--- Begin ---

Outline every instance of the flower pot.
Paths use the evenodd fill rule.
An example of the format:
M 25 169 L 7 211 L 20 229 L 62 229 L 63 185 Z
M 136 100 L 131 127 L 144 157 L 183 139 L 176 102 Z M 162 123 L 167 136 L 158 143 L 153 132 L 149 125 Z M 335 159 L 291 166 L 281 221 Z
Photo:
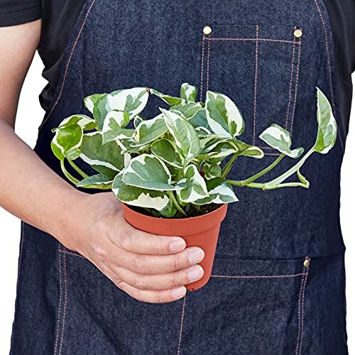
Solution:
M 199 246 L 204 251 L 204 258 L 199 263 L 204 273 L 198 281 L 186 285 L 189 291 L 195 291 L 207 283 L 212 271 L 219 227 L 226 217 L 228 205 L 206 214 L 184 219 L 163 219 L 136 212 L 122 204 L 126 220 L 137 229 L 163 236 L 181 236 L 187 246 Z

--- End ---

PROBLEM TO WORK ON: Report every line of the rows above that contains the word "Outline", copying each such line in full.

ANSWER:
Outline every instance of the flower pot.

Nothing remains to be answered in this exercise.